##### INPUT #####

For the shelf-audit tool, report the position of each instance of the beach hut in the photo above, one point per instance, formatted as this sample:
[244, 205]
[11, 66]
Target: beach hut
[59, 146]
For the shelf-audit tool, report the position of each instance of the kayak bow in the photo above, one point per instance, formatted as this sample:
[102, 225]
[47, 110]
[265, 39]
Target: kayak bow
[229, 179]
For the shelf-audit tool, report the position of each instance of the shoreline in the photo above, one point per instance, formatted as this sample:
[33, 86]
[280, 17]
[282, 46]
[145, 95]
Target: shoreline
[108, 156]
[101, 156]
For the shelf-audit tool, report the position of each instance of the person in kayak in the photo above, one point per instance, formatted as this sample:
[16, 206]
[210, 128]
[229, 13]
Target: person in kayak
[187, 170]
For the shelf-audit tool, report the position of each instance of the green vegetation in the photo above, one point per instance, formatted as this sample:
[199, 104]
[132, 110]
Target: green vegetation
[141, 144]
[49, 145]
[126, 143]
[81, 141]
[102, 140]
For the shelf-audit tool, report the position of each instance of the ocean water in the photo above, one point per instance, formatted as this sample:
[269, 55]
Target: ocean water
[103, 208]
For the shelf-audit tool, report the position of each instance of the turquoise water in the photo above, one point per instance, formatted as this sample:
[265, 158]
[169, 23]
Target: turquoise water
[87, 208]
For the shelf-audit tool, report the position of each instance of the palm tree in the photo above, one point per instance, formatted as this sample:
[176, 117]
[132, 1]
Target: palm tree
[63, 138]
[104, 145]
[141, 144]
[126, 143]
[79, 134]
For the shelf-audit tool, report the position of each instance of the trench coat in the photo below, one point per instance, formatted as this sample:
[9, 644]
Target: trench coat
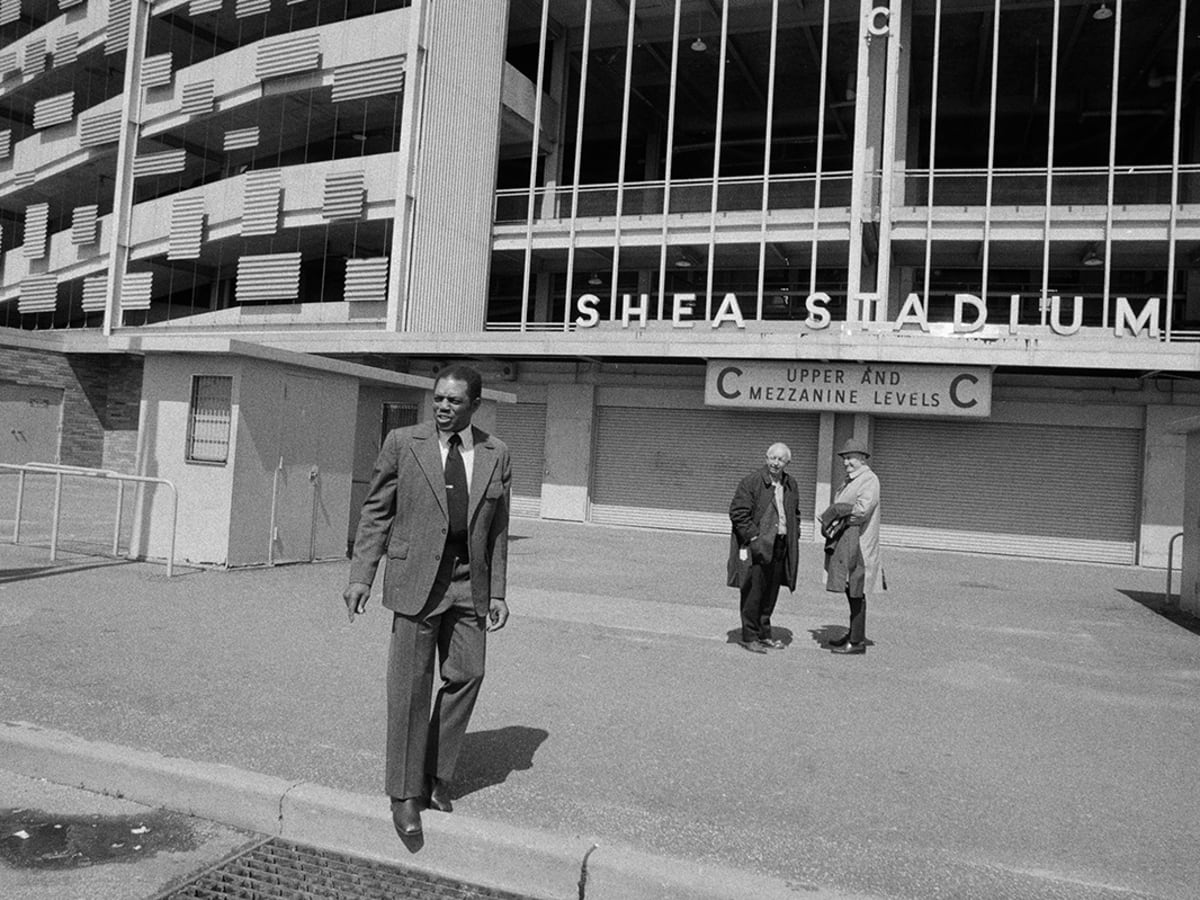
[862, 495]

#####
##### INPUT #####

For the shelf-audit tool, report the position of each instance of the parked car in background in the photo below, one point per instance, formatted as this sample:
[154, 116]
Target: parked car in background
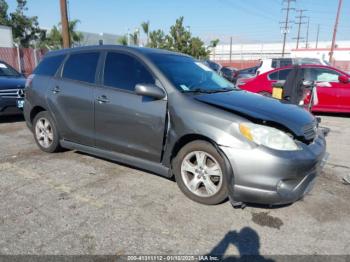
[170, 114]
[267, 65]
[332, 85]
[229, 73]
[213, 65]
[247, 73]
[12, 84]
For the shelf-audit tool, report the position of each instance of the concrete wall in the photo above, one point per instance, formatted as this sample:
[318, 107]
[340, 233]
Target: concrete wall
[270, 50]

#####
##### INPUT #####

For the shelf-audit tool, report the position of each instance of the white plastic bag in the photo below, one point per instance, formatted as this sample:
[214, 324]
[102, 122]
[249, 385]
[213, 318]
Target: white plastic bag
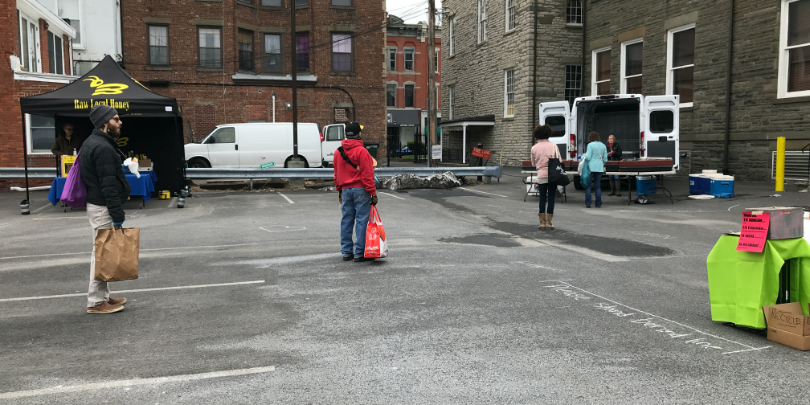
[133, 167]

#####

THE PROBLEM: From the listing above, pull out every line that contains the word "trench" and copy each one unchanged.

EXERCISE ANSWER:
For the shelf-audit tool, report the position of each instance of the trench coat in the photo below, one point per instance, formatted as this sample:
Target: trench coat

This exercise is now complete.